What to do:
Do these statements agree with the piece on heartbreak below? Answer yes or no for each, and quote the words of the piece that decide it. (a) The writer calls love a painful word. (b) The writer holds that pointing fingers can fix things. (c) The writer says the hurt is over.

So what’s next? Flipping through books of images, undecided. I keep asking myself pleading with the painful thoughts that constant haunts my mind. I’m looking through my life with a fine grooming comb removing hairs. Roots included. Snags
No Room for re-growth, why bother when I shave. Simple
Wish that life was this easy.
Close cut without the worries.
I left room for to many mistakes and involving my life with people that may have loved me for me. Then again it’s questionable. What isn’t, these days?
Statements made, unforgivable, it still hurts no matter how or where you put it.
Love is A painful word used, that is a thorn in my…. you know what. That’s causing the hairs on the back of my neck to stand at attention and not to mention how I’m feeling. Its mixed questionable thoughts with words she used against me. A highly poisonous toxic chemical love affair, tattooed as a reminder of broken hearts.
I just want to close my eyes and forget the unforgettable because that’s easier and believe me I rather run at this point into the sunset right into the arms of a woman who has the imagination and strength to hold me up; Not down with her hands around my throat when I was trying to sleep, and not to much that my head swells causing my ego to lose control.
Still hurts with the thoughts and memories I can’t explain, but it is what it is. this shall be the case, and it shall pass. Just liked time has. It just wasn’t right anymore. Reading it in a mirror backwards it’s just words tattooed, a reflection, love yourself or just leave it alone was what it was saying.
It’s not close to being over and I rather or prefer it to just be a peaceful image with beautiful smiles and sunshine. But let’s face it Life Love Pain Hate Fate Memories Dreams Misery loves the company and Reality just sums this mess up all into one. Pointing fingers doesn’t fix anything when you’re actually the blame. When you’re still hurting just means you’re alive, feeling the pain and still you will be able to move on. Even though she was long gone before you even realized it. It was a short kiss good night just wasn’t meant to last. No matter how many reminders you have tattooed if it’s true you won’t forget.

Listed entries:

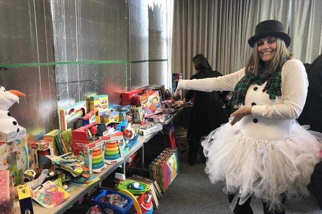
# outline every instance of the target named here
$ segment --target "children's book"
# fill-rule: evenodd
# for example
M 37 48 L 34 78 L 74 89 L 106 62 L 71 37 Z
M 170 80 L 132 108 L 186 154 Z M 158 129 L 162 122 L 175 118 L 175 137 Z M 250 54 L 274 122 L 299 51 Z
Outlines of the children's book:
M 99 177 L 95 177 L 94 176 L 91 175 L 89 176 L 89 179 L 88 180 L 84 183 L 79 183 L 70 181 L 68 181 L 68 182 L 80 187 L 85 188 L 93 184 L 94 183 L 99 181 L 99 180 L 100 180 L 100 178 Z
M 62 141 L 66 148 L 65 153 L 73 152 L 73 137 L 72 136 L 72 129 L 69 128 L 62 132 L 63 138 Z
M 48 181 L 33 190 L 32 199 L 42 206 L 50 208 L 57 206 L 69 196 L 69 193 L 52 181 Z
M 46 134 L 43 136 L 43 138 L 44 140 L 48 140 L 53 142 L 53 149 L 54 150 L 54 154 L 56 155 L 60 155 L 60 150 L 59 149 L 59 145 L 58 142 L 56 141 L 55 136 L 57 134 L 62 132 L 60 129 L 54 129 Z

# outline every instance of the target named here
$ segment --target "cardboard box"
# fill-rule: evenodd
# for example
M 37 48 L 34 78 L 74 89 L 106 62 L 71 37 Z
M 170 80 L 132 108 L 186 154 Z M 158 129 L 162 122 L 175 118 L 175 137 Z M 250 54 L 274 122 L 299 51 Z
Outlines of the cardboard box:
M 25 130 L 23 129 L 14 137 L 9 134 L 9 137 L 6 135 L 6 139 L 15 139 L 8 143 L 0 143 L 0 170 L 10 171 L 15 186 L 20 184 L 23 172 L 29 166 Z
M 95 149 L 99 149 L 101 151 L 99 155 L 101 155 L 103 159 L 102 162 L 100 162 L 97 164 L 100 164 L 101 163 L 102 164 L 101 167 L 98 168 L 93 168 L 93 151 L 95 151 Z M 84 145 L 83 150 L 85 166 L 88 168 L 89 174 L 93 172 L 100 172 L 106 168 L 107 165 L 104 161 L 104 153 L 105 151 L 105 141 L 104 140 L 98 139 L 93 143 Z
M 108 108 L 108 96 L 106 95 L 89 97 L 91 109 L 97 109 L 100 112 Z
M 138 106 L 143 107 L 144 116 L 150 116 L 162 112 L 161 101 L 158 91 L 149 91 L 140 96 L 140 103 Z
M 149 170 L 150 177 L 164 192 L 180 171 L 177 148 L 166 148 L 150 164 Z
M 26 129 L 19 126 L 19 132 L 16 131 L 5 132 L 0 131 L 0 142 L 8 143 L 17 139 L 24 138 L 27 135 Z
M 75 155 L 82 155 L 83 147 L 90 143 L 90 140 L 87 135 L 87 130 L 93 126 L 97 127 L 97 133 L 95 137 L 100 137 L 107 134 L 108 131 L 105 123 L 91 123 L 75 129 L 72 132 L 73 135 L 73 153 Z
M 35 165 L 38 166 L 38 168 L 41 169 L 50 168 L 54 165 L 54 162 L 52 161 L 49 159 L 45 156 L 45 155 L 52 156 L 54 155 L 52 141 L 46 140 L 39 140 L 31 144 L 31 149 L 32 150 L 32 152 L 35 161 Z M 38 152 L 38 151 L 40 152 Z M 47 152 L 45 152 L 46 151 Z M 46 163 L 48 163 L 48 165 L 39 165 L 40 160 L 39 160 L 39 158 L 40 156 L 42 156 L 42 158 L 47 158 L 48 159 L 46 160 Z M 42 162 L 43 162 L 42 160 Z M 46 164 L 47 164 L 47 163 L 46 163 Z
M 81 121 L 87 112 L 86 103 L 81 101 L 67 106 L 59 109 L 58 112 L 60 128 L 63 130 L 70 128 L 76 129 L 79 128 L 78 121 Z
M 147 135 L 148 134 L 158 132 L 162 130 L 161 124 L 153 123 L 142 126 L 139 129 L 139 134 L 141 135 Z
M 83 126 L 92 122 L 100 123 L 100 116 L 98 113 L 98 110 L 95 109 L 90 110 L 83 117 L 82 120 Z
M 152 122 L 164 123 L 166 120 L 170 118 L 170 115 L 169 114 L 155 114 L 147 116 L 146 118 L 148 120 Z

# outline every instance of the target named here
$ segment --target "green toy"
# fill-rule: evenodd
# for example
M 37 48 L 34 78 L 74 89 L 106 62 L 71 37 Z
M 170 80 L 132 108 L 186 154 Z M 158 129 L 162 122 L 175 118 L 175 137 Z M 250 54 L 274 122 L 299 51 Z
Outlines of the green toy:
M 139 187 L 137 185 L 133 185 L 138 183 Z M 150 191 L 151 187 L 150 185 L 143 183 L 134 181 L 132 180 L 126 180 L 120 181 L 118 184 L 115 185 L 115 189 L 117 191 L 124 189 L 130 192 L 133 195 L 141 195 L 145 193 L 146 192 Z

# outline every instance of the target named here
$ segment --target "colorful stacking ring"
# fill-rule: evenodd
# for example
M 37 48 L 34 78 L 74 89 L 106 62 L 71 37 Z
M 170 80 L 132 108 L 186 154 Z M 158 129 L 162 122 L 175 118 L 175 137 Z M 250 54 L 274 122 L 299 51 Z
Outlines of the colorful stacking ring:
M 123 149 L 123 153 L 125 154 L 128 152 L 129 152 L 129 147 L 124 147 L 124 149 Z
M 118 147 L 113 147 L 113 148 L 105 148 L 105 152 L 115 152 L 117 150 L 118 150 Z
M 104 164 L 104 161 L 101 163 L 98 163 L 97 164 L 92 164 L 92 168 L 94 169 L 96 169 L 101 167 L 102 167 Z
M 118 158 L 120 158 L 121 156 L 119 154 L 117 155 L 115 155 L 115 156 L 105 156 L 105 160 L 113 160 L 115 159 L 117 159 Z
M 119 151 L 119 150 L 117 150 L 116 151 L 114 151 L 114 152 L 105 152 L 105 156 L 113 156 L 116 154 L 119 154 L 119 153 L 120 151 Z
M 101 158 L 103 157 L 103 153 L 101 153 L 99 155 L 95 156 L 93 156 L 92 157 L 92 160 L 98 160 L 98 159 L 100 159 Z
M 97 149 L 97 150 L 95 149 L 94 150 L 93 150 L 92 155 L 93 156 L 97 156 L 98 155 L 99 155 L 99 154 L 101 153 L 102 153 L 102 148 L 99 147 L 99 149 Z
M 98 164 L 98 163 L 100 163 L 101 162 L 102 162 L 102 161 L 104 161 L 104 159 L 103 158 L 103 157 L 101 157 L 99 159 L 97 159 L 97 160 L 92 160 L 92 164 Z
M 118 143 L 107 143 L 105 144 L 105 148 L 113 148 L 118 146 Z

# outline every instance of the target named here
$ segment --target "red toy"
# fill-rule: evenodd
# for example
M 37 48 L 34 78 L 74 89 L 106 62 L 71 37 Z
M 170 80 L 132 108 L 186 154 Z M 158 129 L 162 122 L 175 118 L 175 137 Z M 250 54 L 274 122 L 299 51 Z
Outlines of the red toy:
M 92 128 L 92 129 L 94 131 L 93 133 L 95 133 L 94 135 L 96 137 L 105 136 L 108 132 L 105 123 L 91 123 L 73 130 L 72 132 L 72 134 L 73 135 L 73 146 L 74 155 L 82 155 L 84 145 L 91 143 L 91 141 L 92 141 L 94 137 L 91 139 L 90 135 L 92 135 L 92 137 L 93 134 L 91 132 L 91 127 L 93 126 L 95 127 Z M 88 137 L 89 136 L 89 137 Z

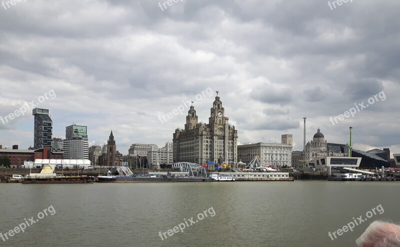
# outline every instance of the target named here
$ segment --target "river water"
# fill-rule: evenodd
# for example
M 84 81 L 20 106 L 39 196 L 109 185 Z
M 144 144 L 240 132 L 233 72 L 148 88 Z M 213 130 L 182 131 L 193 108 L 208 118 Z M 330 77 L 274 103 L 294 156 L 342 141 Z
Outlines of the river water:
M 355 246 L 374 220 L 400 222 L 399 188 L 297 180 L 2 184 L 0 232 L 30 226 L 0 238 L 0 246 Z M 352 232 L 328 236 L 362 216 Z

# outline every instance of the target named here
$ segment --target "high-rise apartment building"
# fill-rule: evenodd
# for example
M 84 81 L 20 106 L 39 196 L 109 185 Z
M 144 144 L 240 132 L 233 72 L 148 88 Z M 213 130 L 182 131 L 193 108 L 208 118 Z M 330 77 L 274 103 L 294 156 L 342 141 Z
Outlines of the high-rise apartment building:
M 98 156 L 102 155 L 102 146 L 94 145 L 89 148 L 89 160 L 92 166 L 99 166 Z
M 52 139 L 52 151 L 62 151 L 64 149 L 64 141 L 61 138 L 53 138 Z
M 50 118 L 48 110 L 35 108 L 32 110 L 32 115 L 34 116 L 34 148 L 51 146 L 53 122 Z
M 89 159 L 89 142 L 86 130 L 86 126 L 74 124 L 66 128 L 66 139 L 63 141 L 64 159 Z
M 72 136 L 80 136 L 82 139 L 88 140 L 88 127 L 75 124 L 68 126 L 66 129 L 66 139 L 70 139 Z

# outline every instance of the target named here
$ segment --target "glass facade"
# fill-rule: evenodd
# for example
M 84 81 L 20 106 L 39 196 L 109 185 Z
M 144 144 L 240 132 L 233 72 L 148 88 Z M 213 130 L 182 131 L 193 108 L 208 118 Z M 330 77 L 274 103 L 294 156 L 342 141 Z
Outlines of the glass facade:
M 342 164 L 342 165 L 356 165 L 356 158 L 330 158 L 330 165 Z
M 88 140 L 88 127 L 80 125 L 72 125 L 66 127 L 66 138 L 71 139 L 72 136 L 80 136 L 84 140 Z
...
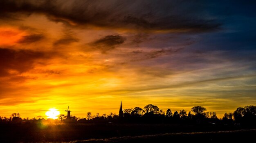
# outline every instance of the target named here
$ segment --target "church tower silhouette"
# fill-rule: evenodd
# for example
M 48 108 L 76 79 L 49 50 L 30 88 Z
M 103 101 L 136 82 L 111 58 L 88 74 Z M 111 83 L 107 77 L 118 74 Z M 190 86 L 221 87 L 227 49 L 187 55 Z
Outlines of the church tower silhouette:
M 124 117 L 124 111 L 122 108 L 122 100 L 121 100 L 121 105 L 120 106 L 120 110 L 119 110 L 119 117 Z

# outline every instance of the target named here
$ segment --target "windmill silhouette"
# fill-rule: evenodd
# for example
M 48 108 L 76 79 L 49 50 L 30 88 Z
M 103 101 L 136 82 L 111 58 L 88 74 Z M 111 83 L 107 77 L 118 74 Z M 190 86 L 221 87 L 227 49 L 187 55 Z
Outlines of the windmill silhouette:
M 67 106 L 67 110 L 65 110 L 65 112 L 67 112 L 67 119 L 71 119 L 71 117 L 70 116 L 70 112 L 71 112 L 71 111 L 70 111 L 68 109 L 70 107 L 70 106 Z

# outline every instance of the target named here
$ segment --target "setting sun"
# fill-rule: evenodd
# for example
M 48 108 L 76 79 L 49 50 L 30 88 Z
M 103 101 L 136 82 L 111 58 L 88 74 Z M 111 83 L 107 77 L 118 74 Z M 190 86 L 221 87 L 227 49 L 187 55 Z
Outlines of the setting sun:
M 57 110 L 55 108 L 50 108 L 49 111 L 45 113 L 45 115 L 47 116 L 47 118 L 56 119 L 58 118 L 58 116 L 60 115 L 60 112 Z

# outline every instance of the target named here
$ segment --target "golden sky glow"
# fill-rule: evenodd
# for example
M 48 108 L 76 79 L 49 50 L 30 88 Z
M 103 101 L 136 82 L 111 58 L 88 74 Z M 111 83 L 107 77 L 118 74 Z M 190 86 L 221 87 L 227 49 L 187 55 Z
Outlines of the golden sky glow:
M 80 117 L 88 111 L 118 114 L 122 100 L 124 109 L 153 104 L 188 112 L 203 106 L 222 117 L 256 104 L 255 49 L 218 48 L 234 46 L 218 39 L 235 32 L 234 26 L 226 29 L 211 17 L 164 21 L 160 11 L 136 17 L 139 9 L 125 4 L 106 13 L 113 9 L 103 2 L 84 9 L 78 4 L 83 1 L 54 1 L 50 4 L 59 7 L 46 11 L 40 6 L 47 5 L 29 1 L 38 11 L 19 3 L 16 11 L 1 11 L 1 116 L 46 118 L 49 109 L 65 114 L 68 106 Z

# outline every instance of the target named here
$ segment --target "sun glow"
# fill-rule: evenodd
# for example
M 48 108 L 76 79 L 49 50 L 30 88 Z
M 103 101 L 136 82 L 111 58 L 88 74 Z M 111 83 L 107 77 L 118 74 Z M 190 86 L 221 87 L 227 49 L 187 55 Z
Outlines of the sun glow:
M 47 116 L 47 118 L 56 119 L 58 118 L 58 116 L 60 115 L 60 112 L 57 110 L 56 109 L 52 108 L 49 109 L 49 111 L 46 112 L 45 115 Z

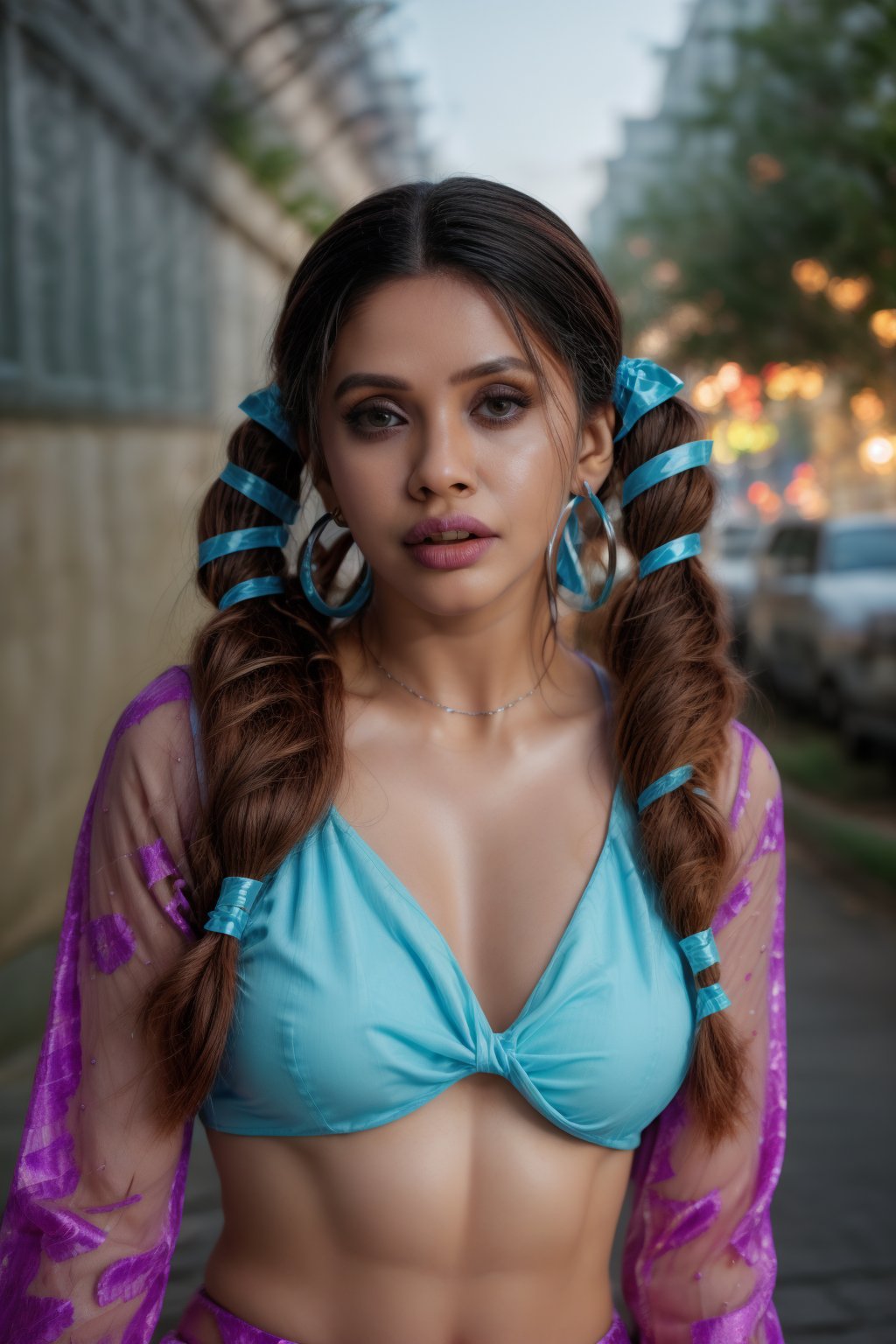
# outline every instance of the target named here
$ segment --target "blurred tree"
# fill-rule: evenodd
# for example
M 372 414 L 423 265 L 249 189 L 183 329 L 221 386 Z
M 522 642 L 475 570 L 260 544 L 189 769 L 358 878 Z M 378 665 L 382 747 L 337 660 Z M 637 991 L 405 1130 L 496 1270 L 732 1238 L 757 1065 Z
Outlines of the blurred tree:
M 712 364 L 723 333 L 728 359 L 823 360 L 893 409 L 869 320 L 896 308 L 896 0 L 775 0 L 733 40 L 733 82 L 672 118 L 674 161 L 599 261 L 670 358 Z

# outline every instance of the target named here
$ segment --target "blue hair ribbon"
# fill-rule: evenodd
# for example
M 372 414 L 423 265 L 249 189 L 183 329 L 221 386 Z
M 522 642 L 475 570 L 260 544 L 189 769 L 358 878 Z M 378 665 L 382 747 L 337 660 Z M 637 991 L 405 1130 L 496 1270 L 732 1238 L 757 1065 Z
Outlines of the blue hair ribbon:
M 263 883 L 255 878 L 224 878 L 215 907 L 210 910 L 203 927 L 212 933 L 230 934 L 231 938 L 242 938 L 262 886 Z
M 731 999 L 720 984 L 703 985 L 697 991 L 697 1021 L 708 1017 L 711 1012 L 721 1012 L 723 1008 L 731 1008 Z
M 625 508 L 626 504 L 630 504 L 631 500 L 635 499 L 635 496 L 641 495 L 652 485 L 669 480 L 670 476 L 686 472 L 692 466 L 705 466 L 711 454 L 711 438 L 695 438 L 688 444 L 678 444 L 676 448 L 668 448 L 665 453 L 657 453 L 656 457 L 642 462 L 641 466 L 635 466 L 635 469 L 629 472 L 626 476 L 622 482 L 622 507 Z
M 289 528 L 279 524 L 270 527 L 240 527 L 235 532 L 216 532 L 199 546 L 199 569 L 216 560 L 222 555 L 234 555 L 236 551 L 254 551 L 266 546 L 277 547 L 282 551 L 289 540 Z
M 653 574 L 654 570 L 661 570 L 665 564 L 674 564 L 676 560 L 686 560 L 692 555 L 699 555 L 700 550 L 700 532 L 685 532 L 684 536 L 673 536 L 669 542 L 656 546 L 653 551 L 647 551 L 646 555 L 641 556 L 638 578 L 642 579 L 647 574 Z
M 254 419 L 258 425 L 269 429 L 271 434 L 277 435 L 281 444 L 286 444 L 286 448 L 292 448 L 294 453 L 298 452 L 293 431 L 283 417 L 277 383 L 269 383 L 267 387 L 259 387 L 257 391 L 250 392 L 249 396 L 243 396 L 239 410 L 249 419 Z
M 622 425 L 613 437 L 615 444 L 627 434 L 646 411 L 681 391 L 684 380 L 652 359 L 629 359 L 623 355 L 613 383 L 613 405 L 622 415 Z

Written solution:
(a) Yes: "Love is A painful word used"
(b) No: "Pointing fingers doesn’t fix anything when you’re actually the blame."
(c) No: "Still hurts with the thoughts and memories I can’t explain"